Supreme Court, Oswego Special Term
Jun 1, 1906
51 Misc. 252 (N.Y. Sup. Ct. 1906)

Opinion

June, 1906.

D.P. Morehouse, for plaintiff.

John Tiernan and Francis D. Culkin, for defendants.


Upon the plaintiff's application, a temporary injunction was granted herein restraining defendants from destroying and tearing down two houses belonging to or in the possession of plaintiff and from interfering with the moving of such buildings through West Sixth street to lots on Montcalm street in the city of Oswego.

The object of this action is to obtain a permanent injunction substantially within the scope of the language of the temporary injunction. The plaintiff had a sufficient title or interest in said buildings, as appears by the evidence, to entitle him to maintain this action. The two buildings in question stood upon railroad lands in said city, and they were purchased by the plaintiff for the purpose of removing them from such lands to lots purchased for that purpose on said Montcalm street.

There is an ordinance of said city known as No. 180, which reads as follows: "No person shall remove or cause or permit to be removed or shall aid or assist in removing any building into, along or across any street, sidewalk or public grounds * * * without permission from the Department of Works and shall give such bond to the city of Oswego as the said department shall require. A violation of this ordinance is punishable by a fine of not less than five nor more than twenty-five dollars."

The plaintiff, not then questioning the validity of that ordinance, on the 11th of July, 1904, made application to the department of works of said city for the right to remove said two houses from their then location through the streets of the city to said lots; the right to remove certain other houses was also asked in said application.

At that date the said department, by a single resolution, granted the right applied for to so move such buildings, upon the plaintiff's giving a bond to be approved by the city attorney. On the eighteenth of July following the presentation of such application, the plaintiff gave to the city a bond approved by the city attorney, with two sureties and in the penalty of $2,000. The plaintiff had theretofore entered into a contract for the removal of said buildings; and, after the granting of said right to him by said department, he proceeded with preparations for such removal and purchased materials and supplies therefor, and proceeded to get them in readiness.

★ ★ ★ ★

▶ _STATED TASK 1_:
Print the part of the court opinion that opens with the words containing "D.P. Morehouse, for" and closes with "city of Oswego.".
▶ _STATED TASK 2_:
Please proceed with the court opinion on the house-moving injunction, picking up after its last sentence.

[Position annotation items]
★ ★ ★ ★

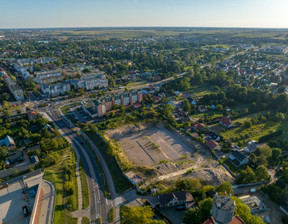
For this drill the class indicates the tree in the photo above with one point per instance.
(15, 172)
(186, 105)
(138, 215)
(244, 213)
(189, 184)
(68, 186)
(54, 144)
(276, 153)
(6, 105)
(248, 123)
(3, 153)
(261, 173)
(246, 176)
(198, 214)
(225, 187)
(219, 107)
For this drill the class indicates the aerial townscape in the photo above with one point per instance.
(137, 124)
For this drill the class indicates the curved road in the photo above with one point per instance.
(99, 205)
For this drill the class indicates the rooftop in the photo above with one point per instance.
(223, 202)
(12, 200)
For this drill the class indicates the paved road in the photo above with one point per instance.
(99, 205)
(46, 203)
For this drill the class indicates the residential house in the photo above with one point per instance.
(198, 126)
(251, 147)
(226, 122)
(32, 115)
(56, 89)
(7, 141)
(202, 108)
(104, 104)
(213, 145)
(14, 88)
(238, 158)
(235, 220)
(91, 81)
(254, 203)
(214, 136)
(48, 77)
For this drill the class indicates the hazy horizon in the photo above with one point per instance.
(18, 14)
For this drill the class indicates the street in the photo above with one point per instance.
(99, 205)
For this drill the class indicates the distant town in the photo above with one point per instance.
(150, 125)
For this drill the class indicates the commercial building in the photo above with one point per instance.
(14, 88)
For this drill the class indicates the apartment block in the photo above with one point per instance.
(14, 88)
(55, 89)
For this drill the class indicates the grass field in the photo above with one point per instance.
(84, 186)
(103, 177)
(257, 131)
(120, 181)
(56, 175)
(200, 90)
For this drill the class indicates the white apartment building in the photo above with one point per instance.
(56, 89)
(49, 76)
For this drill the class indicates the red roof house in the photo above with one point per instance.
(235, 220)
(213, 145)
(198, 126)
(226, 122)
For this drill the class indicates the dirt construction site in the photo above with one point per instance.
(168, 152)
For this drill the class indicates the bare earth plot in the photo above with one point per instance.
(171, 154)
(152, 145)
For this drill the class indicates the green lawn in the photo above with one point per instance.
(211, 114)
(84, 186)
(56, 175)
(200, 90)
(120, 181)
(103, 177)
(256, 131)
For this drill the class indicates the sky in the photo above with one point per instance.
(127, 13)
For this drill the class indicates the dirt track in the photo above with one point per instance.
(168, 152)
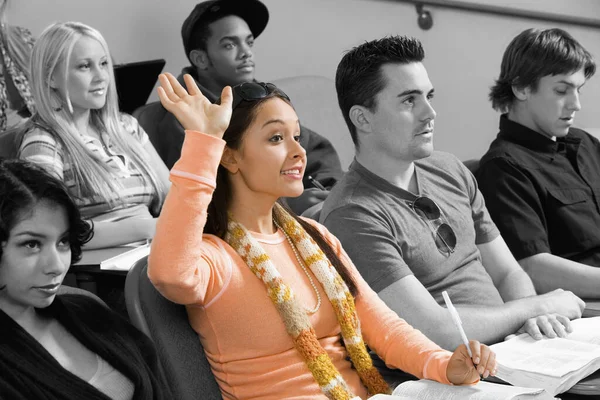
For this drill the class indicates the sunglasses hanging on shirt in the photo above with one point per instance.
(427, 209)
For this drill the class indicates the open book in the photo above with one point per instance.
(431, 390)
(553, 364)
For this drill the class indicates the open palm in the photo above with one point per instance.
(191, 108)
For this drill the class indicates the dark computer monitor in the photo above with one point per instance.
(135, 82)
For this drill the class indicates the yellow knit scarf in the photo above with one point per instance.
(294, 315)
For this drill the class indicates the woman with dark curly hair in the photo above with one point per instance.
(66, 346)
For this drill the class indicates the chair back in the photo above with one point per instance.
(315, 101)
(65, 289)
(181, 355)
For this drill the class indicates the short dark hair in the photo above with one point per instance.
(358, 78)
(23, 185)
(201, 32)
(536, 53)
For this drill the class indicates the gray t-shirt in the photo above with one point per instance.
(387, 240)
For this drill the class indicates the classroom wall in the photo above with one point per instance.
(463, 49)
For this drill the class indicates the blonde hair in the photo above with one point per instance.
(92, 179)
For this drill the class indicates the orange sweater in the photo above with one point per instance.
(244, 338)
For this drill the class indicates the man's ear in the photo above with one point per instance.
(200, 59)
(521, 93)
(229, 160)
(360, 117)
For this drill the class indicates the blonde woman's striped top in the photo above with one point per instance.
(40, 147)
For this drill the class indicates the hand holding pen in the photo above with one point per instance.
(471, 359)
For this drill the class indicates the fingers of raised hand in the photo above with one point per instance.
(190, 83)
(167, 81)
(487, 365)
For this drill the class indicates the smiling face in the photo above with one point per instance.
(270, 162)
(401, 123)
(229, 52)
(35, 259)
(87, 76)
(550, 108)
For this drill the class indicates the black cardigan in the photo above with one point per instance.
(28, 371)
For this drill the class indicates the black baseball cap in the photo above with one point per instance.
(254, 12)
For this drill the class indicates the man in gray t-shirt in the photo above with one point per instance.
(413, 221)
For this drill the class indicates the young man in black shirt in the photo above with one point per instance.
(540, 175)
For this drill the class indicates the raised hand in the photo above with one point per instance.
(191, 108)
(461, 368)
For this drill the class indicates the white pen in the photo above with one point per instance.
(457, 321)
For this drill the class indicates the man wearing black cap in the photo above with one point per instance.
(218, 37)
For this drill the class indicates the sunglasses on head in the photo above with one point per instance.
(445, 239)
(252, 91)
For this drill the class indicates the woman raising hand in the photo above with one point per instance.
(279, 307)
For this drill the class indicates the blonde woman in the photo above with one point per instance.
(79, 136)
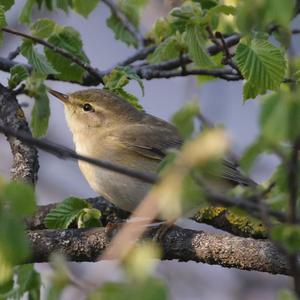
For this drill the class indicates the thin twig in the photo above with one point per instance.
(149, 73)
(94, 72)
(66, 153)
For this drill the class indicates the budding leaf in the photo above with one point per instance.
(262, 64)
(18, 73)
(196, 47)
(65, 213)
(84, 7)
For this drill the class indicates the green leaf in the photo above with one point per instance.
(121, 33)
(131, 74)
(28, 280)
(285, 294)
(37, 60)
(21, 198)
(288, 236)
(133, 100)
(196, 47)
(89, 217)
(84, 7)
(25, 15)
(69, 39)
(149, 289)
(258, 15)
(43, 28)
(261, 63)
(2, 17)
(7, 4)
(217, 10)
(117, 79)
(40, 115)
(65, 213)
(251, 91)
(18, 73)
(166, 50)
(184, 119)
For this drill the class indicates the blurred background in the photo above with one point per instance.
(220, 101)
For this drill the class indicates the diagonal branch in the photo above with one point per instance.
(224, 73)
(179, 244)
(66, 153)
(250, 205)
(92, 71)
(218, 217)
(25, 158)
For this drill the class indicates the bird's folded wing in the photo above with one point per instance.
(154, 142)
(150, 141)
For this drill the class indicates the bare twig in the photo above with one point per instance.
(94, 72)
(25, 158)
(150, 73)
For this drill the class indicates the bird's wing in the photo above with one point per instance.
(150, 141)
(234, 175)
(153, 141)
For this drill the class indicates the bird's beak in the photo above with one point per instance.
(63, 97)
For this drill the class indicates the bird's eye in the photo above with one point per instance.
(87, 107)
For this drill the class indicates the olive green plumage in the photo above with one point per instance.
(107, 127)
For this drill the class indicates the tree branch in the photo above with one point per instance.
(92, 71)
(218, 217)
(250, 205)
(227, 74)
(180, 244)
(66, 153)
(25, 158)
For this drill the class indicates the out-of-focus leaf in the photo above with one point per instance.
(288, 236)
(29, 281)
(43, 28)
(18, 73)
(65, 213)
(166, 50)
(68, 39)
(25, 15)
(84, 7)
(196, 47)
(184, 119)
(89, 217)
(7, 4)
(262, 64)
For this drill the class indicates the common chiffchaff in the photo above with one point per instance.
(106, 127)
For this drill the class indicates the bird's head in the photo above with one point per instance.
(96, 108)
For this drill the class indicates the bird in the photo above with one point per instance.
(105, 126)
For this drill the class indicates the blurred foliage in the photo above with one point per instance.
(264, 62)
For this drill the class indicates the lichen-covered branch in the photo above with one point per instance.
(25, 158)
(218, 217)
(178, 244)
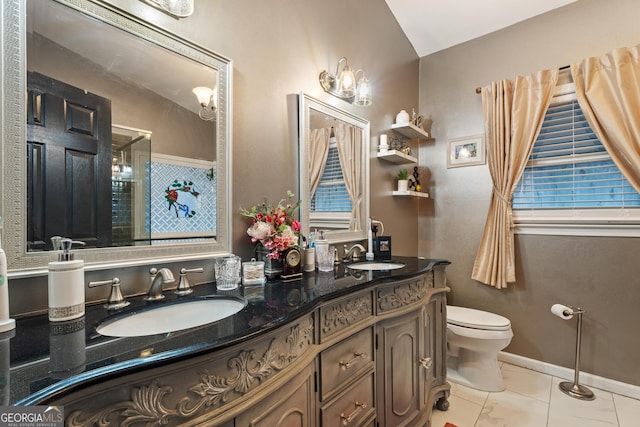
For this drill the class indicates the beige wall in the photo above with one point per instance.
(278, 48)
(598, 274)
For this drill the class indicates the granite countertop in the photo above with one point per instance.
(43, 360)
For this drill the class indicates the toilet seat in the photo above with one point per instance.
(476, 319)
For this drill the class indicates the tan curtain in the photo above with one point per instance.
(513, 115)
(608, 91)
(349, 141)
(318, 153)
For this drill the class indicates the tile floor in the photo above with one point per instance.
(533, 399)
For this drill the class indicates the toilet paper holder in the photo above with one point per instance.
(573, 389)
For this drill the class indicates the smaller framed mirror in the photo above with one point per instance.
(333, 171)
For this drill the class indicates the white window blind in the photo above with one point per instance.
(331, 194)
(570, 178)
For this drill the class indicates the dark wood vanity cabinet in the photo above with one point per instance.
(372, 357)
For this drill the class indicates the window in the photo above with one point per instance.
(331, 205)
(570, 184)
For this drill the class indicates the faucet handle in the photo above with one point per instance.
(184, 288)
(115, 300)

★ ★ ★ ★

▶ _WRITTEN RESPONSE 1_:
D.P. Morehouse, for plaintiff.

John Tiernan and Francis D. Culkin, for defendants.


Upon the plaintiff's application, a temporary injunction was granted herein restraining defendants from destroying and tearing down two houses belonging to or in the possession of plaintiff and from interfering with the moving of such buildings through West Sixth street to lots on Montcalm street in the city of Oswego.

▶ _WRITTEN RESPONSE 2_:
On the following eighth day of August, certain persons having objected to the moving of such buildings, the department of works rescinded by resolution the right it had already so given the plaintiff as to the two houses in question here. In November, the plaintiff, acting under the advice of counsel, proceeded to move the wing of one of said houses and brought it out into the street on its way to the Montcalm street lots; thereupon the common council of the city passed a resolution that plaintiff be notified to tear down and take apart the said building where it then stood and remove such obstruction and incumbrance forthwith, and forbidding a further removal upon or along such public street, and also that, in case of neglect or refusal on the part of said plaintiff in that regard, the building be destroyed by the city, and further directed that the department of works be empowered or instructed to deliver the bond given to said department to said Hinman, canceled; thereafter, obstructions were placed before said building by the said city and then this action was commenced and said temporary injunction obtained preventing interference with and destruction of such building on the part of the city and department of works; the same was then moved to the Montcalm street lot, and nothing further has been done with reference to moving such buildings on the part of the plaintiff.

The question to be determined by the court in this case is whether, on the above facts, the city authorities had the right to the remedy they intended to apply. It had been the custom for many years to move buildings through the public streets of the city and, if necessary, it may be presumed that such buildings were moved with the consent, express or implied, of the authorities thereof. The streets of the city had been used frequently, during a period of many years, for that purpose. Primarily, the streets are designed for the public travel and the municipality is required to maintain them in suitable condition for that purpose; but they may be lawfully used for other purposes, provided such use does not interfere with the reasonably free passage of the traveling public thereover. They are intended for the general use and convenience of all and may be used for all those purposes to which they have, from time to time, been appropriated.

I am of the opinion that the plaintiff had a common-law right to the reasonable use of the public highways and streets for the purpose of moving his buildings (Graves v. Shattuck, 35 N.H. 257); such right, however, may be reasonably restricted by statute or municipal ordinance, but without such, or like restrictions, that right is possessed by the citizen generally. The city of Oswego has the power to restrict, within reasonable limits, the use of its streets for such purposes; but I do not think it effectually exercised that power in this case under consideration.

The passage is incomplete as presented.